* _Task_
Pictures stay out of the copy; set down each line of the listing below exactly.

* _Provided information_
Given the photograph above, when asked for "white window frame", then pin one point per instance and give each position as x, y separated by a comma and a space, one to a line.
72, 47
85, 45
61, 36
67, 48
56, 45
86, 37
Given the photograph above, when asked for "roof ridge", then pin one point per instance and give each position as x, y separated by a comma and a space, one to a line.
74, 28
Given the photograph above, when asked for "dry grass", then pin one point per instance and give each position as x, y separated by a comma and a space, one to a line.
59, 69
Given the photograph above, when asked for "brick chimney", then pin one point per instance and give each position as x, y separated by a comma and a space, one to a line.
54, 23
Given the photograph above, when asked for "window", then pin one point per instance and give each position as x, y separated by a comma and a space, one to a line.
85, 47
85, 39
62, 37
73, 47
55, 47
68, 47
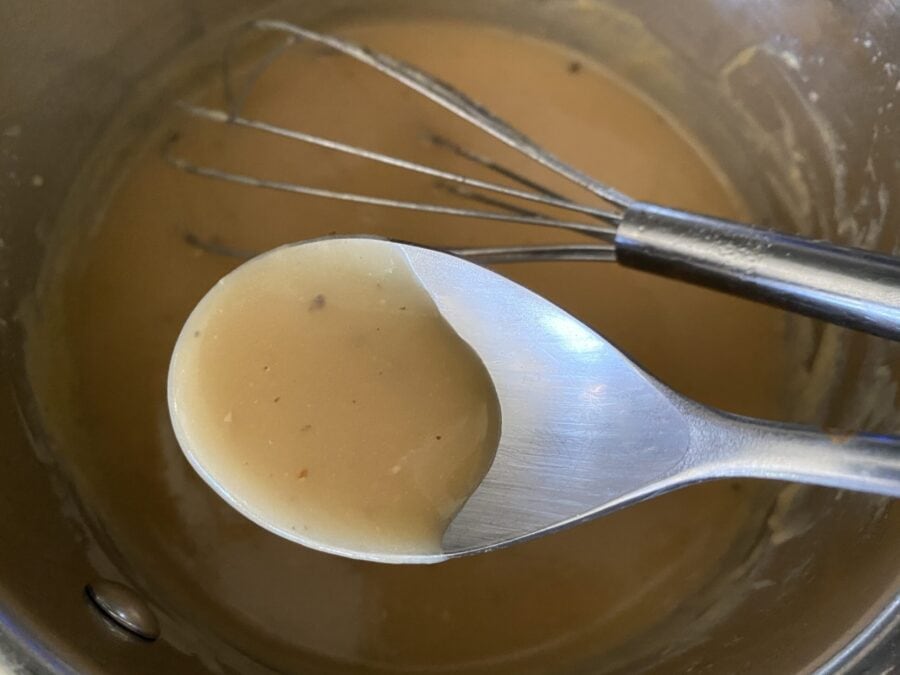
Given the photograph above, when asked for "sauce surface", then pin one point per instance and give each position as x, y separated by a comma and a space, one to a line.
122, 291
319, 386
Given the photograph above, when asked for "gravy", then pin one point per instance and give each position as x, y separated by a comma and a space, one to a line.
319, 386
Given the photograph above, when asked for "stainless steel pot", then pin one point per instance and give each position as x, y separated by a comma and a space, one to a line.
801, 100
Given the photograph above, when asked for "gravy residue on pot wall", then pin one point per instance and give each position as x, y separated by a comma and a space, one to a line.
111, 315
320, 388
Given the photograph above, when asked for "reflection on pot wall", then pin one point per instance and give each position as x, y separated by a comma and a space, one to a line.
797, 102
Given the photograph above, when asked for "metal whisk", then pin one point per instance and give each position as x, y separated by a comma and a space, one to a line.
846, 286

* _The solution_
Given the photograph above, when asked for "white window frame", then pin one point per instance and give each position as x, y separated by a comma and a space, one to a line.
72, 47
85, 45
61, 36
67, 48
56, 45
86, 37
Given the photograph above, when asked for "roof ridge", then pin one point per instance and give each position as x, y separated by a comma and a space, one to a line.
74, 28
Given the photograph above, when asked for "dry grass", then pin one point per instance and give each position as x, y separated by a comma and a space, one to a line.
59, 69
Given the photograph above, when asked for "brick chimney", then pin one point per instance and give each position as x, y separated by a comma and a space, one to a line.
54, 23
Given the photograph above, when asked for "window", then pin one point per instance and give each position as x, y separated by a comma and a space, one to a line.
85, 47
85, 39
62, 37
73, 47
55, 47
68, 47
Given the photograph above, when asked for "sauce surface", then pin one point per instance and give each position as x, y separated by a comma and a space, one to a line.
122, 291
319, 386
Given the photograph above, when asked for "gravy", then pin one point per instance and give each position as x, y separated by a comma and a space, one to a line.
319, 386
Given the photograph above, when asked for "stainless steel pot", then pin one point per instance and give each position as x, y separated by a comma and a space, one to a line.
801, 100
Given the photograph above, when asked for "gravy residue on pot wall", then pin one point per instance and give each position as x, y separated by a comma and a space, one to a line.
111, 315
320, 388
Given the photograph above, when asked for "reflection on pot wall", then pin one point per instance and give each position as x, y separated by a comma and a space, one to a line.
797, 102
Given the photograph above, when asked for "metal whisk", then pin one point per instance and give each position as x, y separated by a comma and a space, one to a line.
846, 286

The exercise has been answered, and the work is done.